RECORDS PROVIDED:
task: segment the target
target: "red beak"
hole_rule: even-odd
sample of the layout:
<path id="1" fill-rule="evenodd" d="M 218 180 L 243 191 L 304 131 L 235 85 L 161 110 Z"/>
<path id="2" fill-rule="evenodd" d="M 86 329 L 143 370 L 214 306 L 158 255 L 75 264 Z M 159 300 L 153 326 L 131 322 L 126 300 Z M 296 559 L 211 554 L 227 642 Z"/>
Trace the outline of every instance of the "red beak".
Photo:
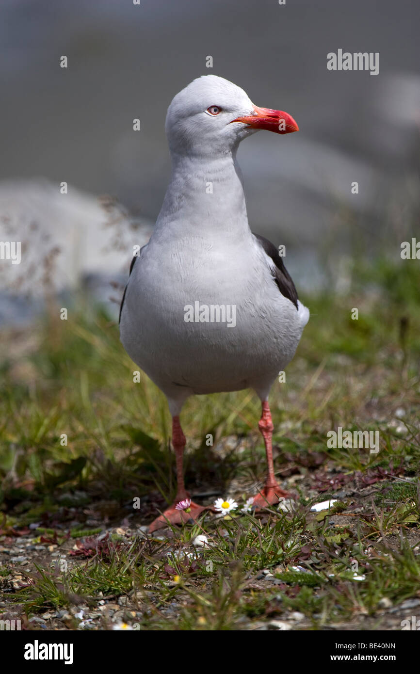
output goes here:
<path id="1" fill-rule="evenodd" d="M 293 118 L 281 110 L 272 110 L 270 108 L 258 108 L 254 105 L 253 115 L 245 117 L 237 117 L 233 122 L 242 122 L 253 129 L 266 129 L 274 133 L 291 133 L 299 131 L 299 127 Z M 232 122 L 231 122 L 232 123 Z"/>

EXERCISE OBJECTIVE: Return every item above word for word, but leave out the pictures.

SOLUTION FOR THIS EXERCISE:
task: segment the target
target: "red beak"
hole_rule: even-odd
sample of the layout:
<path id="1" fill-rule="evenodd" d="M 218 180 L 243 191 L 304 131 L 235 85 L 161 110 Z"/>
<path id="2" fill-rule="evenodd" d="M 86 329 L 143 370 L 214 306 L 158 255 L 75 264 Z M 159 300 L 153 326 L 131 322 L 126 300 Z M 296 559 L 211 554 L 227 642 Z"/>
Trace the outline of every instance of the "red beak".
Photo:
output goes here:
<path id="1" fill-rule="evenodd" d="M 293 118 L 281 110 L 272 110 L 270 108 L 258 108 L 254 105 L 253 115 L 245 117 L 237 117 L 233 122 L 242 122 L 253 129 L 266 129 L 274 133 L 291 133 L 299 131 L 299 127 Z M 232 122 L 231 122 L 232 123 Z"/>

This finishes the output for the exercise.